> **Assignment**
Copy the records exactly. Include every line.

★ ★ ★

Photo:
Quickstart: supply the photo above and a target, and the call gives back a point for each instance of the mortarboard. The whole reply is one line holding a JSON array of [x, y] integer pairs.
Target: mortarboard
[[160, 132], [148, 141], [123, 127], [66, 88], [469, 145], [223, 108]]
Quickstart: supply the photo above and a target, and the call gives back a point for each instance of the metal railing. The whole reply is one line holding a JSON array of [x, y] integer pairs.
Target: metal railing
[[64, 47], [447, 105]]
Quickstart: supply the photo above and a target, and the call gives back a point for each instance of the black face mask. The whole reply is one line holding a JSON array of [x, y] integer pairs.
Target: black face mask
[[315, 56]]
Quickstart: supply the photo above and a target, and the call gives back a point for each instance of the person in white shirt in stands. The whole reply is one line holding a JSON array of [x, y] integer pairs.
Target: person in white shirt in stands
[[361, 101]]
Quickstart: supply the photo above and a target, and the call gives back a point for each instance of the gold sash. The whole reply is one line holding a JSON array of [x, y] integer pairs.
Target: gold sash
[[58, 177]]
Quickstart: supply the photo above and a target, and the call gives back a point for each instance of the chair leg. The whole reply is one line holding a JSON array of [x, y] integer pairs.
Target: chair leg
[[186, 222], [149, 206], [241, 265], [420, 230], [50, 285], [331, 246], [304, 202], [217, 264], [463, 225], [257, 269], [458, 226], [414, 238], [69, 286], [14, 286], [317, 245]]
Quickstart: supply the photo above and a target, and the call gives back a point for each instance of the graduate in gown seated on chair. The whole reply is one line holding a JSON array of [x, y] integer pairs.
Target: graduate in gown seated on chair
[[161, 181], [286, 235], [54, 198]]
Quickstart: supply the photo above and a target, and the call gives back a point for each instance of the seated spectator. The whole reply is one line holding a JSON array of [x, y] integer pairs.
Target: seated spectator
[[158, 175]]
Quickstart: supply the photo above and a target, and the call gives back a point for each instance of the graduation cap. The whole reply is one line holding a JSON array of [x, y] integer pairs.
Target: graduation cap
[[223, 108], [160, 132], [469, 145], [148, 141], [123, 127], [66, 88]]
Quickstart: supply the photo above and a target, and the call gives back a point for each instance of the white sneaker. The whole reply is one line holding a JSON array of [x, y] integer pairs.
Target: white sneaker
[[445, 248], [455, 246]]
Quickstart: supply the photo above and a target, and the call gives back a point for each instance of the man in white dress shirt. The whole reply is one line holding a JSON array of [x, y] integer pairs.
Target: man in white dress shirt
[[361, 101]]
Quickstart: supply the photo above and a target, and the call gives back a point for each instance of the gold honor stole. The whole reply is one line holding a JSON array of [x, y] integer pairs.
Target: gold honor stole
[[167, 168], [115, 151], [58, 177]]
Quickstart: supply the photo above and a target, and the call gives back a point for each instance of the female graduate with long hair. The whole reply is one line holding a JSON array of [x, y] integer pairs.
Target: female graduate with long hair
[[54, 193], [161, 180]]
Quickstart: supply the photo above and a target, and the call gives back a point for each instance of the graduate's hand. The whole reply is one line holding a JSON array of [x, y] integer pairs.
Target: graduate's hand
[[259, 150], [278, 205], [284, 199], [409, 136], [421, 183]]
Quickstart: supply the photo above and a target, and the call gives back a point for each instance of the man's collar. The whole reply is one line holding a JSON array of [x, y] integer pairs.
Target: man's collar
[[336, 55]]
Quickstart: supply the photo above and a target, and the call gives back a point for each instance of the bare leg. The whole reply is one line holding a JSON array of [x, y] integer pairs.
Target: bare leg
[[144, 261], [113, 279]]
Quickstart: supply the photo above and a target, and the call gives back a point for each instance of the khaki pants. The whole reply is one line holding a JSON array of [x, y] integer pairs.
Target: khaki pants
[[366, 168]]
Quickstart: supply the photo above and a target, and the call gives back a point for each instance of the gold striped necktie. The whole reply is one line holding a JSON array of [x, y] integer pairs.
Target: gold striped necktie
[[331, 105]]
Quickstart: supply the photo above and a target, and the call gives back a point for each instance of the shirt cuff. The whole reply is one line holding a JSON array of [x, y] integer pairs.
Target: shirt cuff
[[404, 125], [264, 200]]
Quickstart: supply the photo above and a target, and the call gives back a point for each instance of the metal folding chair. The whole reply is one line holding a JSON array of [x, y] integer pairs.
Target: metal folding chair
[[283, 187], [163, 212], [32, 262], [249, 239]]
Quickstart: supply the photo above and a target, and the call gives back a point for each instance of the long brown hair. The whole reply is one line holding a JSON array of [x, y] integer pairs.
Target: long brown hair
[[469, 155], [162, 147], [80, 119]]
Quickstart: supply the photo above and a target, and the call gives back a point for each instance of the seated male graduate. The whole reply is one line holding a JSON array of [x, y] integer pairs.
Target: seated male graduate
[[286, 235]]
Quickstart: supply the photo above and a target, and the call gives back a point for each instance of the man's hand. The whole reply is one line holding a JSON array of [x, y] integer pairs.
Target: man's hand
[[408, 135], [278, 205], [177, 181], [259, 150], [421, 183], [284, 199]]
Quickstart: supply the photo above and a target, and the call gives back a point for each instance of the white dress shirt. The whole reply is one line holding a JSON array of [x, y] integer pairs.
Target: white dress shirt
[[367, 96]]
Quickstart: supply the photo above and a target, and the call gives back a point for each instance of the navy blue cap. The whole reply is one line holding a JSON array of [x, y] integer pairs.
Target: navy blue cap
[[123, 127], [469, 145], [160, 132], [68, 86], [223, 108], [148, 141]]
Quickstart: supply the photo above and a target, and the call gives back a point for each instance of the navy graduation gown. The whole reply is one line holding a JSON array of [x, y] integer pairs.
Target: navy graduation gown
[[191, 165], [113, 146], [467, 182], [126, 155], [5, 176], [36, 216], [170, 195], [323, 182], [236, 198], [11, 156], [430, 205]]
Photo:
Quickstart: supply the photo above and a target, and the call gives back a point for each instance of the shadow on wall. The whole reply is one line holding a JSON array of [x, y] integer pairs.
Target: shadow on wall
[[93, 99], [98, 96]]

★ ★ ★

> **Written response**
Photo:
Quickstart: supply the photo above and a target, and the call gives back a point for each instance of the mortarboard. The whole reply is one line holding a JSON array of [x, y] integer pairs.
Target: mortarboard
[[160, 132], [148, 141], [123, 127], [66, 88], [469, 145], [223, 108]]
Quickstart: supply the photo above and a target, and the call gives back a point for each instance of the metal railing. The whole reply is one line holding a JSON array of [x, y] integer pairs.
Target: metal railing
[[64, 47], [447, 105]]
Quickstart: supply the photo above and a target, and the call gives back a point for each instance of the black face mask. The whole reply is one line holding a JSON array of [x, y] integer pairs.
Target: black face mask
[[315, 56]]
Quickstart: supply the photo above and a target, and the call gives back a point for each instance of the person in white shirt in stands. The whole reply is one line holding a JSON array of [x, y] integer pairs.
Target: person in white shirt in stands
[[361, 101]]
Quickstart: supply the photo above and a target, and the call gives back a point for each instance of the gold sash. The whole reply is one line holding a JSON array of [x, y] integer pairs.
Target: gold sash
[[58, 177]]
Quickstart: supply the photo above and a target, and the call gives back a point for each instance of the chair leg. The whole reply is one line holding a JSON array of [x, y] integer pairs.
Target: chair leg
[[186, 222], [149, 206], [241, 265], [420, 230], [50, 285], [331, 246], [304, 202], [217, 264], [463, 225], [257, 269], [458, 226], [414, 238], [69, 286], [14, 286], [317, 245]]
Quickstart: supply the photo above and a target, and the call gives back a point for each instance of the graduate in gown seated on chair. The whole reply is one line holding a JSON array of [x, y] integer pairs.
Target: graduate in gown seated on chair
[[161, 181], [286, 235], [54, 198]]
Quickstart: supply the photo above and a target, and the call gives back a point for each instance of the seated spectator. The whole reply is one line holding a JSON array of [x, y] integer pairs.
Target: seated spectator
[[158, 175]]
Quickstart: supply the photo above and a target, and the call gives back a point for each instance of the graduation cap. The whole reply is one line holding a JSON array of [x, y] integer pairs.
Target: graduation cap
[[223, 108], [160, 132], [469, 145], [148, 141], [123, 127], [66, 88]]
Quickstart: supply the photo above and a target, and the call gives back a point for each instance of the white sneaker. The whole reply is one line holding a JSON array of [x, y] integer pairs.
Target: white sneaker
[[445, 248], [455, 246]]
Quickstart: supply the photo above and a target, and the call gives back a point for each instance of the man in white dress shirt. The whole reply is one line holding a JSON array of [x, y] integer pairs.
Target: man in white dress shirt
[[361, 101]]
Quickstart: supply the photo above and a target, and the call gives back a point for each instance of the gold honor stole. The whole reply is one line holding a JSON array of [x, y] integer pairs.
Target: gold honor stole
[[167, 168], [115, 151], [58, 177]]
Quickstart: supply the photo above and a target, and the call gives back a point for each instance of the female graduate with long hair. The whole reply is one line holding a JSON array of [x, y] integer pairs.
Target: female graduate with long hair
[[54, 193], [161, 180]]
Quickstart: supply the photo above and a target, and the call gives back a point for each instance of the graduate's hand. The whole reply is one line holding a JSON array of [x, y] integer pairs.
Target: graduate's hand
[[259, 150], [278, 205], [284, 199], [409, 136], [421, 183]]
Quickstart: supply the photo above and a target, and the call gives back a point for each instance of the man's collar. The whole reply is one line holding a JSON array of [x, y] integer pairs.
Target: man's collar
[[336, 55]]
Quickstart: supply the photo above and a target, and the call gives back a point for each instance of the bare leg. The whole reply is one line holding a JSON array of [x, y] integer pairs.
Target: bare leg
[[144, 261], [113, 279]]
Quickstart: supply the photo above and a target, and the call gives back a point for each instance of the khaki pants. The whole reply is one line holding a JSON array of [x, y] integer pairs.
Target: khaki pants
[[366, 168]]
Quickstart: supply the photo above and a target, and the call gives back a point for each instance of the gold striped necktie. The whole reply is one line holding a JSON array of [x, y] integer pairs.
Target: gold striped necktie
[[331, 105]]
Quickstart: supply the photo above and a target, and the call gives back a point for each instance of the shirt cuff. The whole reply is one line holding a JSON array of [x, y] integer pairs.
Target: shirt cuff
[[404, 125], [264, 200]]
Quickstart: supply the photo above and a target, and the call gives back a point for each instance of the metal folding chair. The whole reply is one line holding a JSON array of [x, y] integer pairs.
Target: metal folding chair
[[283, 187], [163, 212], [32, 262], [249, 239]]
Quickstart: supply the photo above and a target, and the call gives back a point for each instance of the long brown hair. The whole reply is one line holding a JSON array of [x, y] integer pairs.
Target: long brown hair
[[469, 155], [162, 147], [80, 119]]
Quickstart: supply the photo above and a target, and the call gives back a point for each instance of the seated male graduate. The whole reply is one line holding a JSON array of [x, y] integer pairs.
Target: seated male graduate
[[286, 235]]
Quickstart: supply the photo above and a target, and the call gives back a point for each instance of the man's hand. The whole reply is one line holding a JSON array of [x, y] integer pairs.
Target: man's hand
[[408, 135], [278, 205], [177, 181], [259, 150], [421, 183], [284, 199]]
Quickstart: supply the photo above and a target, and the call gives back a point for each instance of the white dress shirt. The whole reply is one line holding a JSON array of [x, y] integer pairs.
Target: white dress shirt
[[367, 96]]
Quickstart: supply the photo above and a target, and the call gives back a point for each instance of the navy blue cap. The whole reply is one line holding a JSON array of [x, y] integer pairs.
Target: navy blue cap
[[123, 127], [469, 145], [160, 132], [68, 86], [223, 108], [148, 141]]
Quickstart: supply the photo above and a target, and the call gives back a point for each instance of the navy graduation gown. The whole reply is one line holding a JSON array of [x, y] integer pairs.
Target: navy graduation gown
[[191, 165], [113, 146], [467, 182], [126, 155], [5, 176], [36, 216], [170, 195], [323, 182], [236, 198], [11, 156], [430, 205]]
Photo:
Quickstart: supply the photo above and a target, and the call gives back a point for each instance of the shadow on wall. The whole reply is one line holding a JSON array of [x, y] integer pairs.
Target: shadow on wall
[[93, 99], [98, 96]]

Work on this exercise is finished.